§ SOURCE EXTRACT:
============
# MA or New England Campus Police Association or Group??



## msw

Is there anything like a Massachusetts or New England Campus Police Association or group? Maybe a group that is specific for Campus Police Chiefs either in MA, or regionally, or even nationally? I am trying to locate the guy who was my Lt well over 40 years ago at Wellesley College PD. He gave me my first full time LE job and I'd like to say hello before either of us die off, since we are both now dinosaurs. I figure if I can contact such a group, maybe someone might remember him or know how to contact him. Any info appreciated. (I'm not putting his name here since this is a public forum.)


----------



## res2244

Home Massachusetts Chiefs of Police Association would be your best bet I think
Home Massachusetts Coalition of Police
American Federation of State, County and Municipal Employees (AFSCME) American Federation of State, County and Municipal Employees; Campus police in MA is sometimes bundled in with this union in a bargaining unit stangely, I think it has something to do with SSPO but i am not sure


----------



## res2244

Those only seem to be the only consistently updated websites of any union/group of LEOS in MA aside from the different county LEC's (Law Enforcement Councils such as CEMLEC, NEMLEC, SEMLEC etc.) that do SWAT and multi-jurisdictional assistance agreements between adjacent towns and cities


----------



## Joel98

There is MACLEA, Massachusetts Association of Campus Law Enforcement Administrators. This is a Chiefs group for campus PD’s.


----------



## msw

Joel98 said:


> There is MACLEA, Massachusetts Association of Campus Law Enforcement Administrators. This is a Chiefs group for campus PD's.


That's kinda what I was looking for, something specific to campus LE, which is where I think he spent his career. I just went to their website and sent them a message on their "contact us" page, going to hope that something shakes out of that. Thanks.


----------



## CCCSD

NAMBLA. 




 Just kidding.


----------



## AB7

CCCSD said:


> NAMBLA.
> 
> Just kidding.


That jokes a little rusty by now, don't ya think?


----------



## CCCSD

Naaaahhh... Im SURE someone will bite...


----------
============
§ SOURCE EXCERPT:
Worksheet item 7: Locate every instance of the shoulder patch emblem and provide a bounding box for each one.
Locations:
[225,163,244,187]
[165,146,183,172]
============
§ GIVEN TASK 1: Output the part of the campus police thread that opens with the words "# MA or New" and closes with "a public forum.)".
§ GIVEN TASK 2: For each statement below, say whether it agrees with the campus police thread, answering yes or no and quoting the deciding words: (a) the original poster's first full-time law enforcement job was at Wellesley College PD; (b) MACLEA is described as a group for campus patrol officers; (c) the original poster gave the lieutenant's name in the post.
§ GIVEN TASK 3: According to the campus police thread, why did the original poster find MACLEA a good fit for the search? Answer in one to three sentences.
The material has no connection to the forum thread about campus police groups.

§ FINAL ANSWER 1:
# MA or New England Campus Police Association or Group??



## msw

Is there anything like a Massachusetts or New England Campus Police Association or group? Maybe a group that is specific for Campus Police Chiefs either in MA, or regionally, or even nationally? I am trying to locate the guy who was my Lt well over 40 years ago at Wellesley College PD. He gave me my first full time LE job and I'd like to say hello before either of us die off, since we are both now dinosaurs. I figure if I can contact such a group, maybe someone might remember him or know how to contact him. Any info appreciated. (I'm not putting his name here since this is a public forum.)

§ FINAL ANSWER 2:
(a) Yes: "my Lt well over 40 years ago at Wellesley College PD. He gave me my first full time LE job"
(b) No: "This is a Chiefs group for campus PD's."
(c) No: "I'm not putting his name here since this is a public forum."

§ FINAL ANSWER 3: MACLEA is specific to campus law enforcement, which is what the poster wanted. The poster thinks the former lieutenant spent his career in campus law enforcement.